REQUIRED TASK:
Count the lines in the rows below that contain the string "tree", and reply with that number alone.

Bounding box annotation entries:
***
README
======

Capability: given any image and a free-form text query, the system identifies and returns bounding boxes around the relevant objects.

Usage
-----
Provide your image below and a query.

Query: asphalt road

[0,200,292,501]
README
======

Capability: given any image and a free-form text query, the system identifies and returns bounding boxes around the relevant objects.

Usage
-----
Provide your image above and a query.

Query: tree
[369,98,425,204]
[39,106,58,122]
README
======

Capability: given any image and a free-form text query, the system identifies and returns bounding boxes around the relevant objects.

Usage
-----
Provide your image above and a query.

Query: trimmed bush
***
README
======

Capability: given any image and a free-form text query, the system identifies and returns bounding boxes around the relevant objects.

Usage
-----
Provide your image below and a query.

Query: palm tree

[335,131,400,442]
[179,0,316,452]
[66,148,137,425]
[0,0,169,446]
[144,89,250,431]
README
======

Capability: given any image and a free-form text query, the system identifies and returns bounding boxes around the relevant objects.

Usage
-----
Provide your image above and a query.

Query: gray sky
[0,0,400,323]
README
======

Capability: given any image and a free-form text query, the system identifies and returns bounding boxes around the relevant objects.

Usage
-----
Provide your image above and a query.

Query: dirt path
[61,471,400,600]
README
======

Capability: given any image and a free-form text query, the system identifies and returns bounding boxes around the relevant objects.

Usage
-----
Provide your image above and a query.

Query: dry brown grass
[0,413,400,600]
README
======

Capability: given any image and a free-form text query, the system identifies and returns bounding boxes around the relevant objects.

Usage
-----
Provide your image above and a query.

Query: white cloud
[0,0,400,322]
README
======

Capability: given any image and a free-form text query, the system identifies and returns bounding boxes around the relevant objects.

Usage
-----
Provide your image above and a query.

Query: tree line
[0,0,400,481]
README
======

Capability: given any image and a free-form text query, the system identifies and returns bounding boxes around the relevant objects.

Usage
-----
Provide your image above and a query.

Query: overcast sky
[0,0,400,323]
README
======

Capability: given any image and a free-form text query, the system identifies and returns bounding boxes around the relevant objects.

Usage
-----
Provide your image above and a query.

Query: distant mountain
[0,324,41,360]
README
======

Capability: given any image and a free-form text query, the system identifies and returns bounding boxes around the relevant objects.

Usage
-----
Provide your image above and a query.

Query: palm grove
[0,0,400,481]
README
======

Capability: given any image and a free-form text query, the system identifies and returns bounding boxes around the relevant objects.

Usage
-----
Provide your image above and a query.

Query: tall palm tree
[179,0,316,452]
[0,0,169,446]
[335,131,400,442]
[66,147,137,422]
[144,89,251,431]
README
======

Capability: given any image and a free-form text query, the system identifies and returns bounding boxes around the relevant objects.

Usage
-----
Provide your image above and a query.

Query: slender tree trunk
***
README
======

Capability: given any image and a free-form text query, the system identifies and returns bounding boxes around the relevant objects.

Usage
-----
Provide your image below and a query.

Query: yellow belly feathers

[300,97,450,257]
***
RESULT OF THE TASK:
5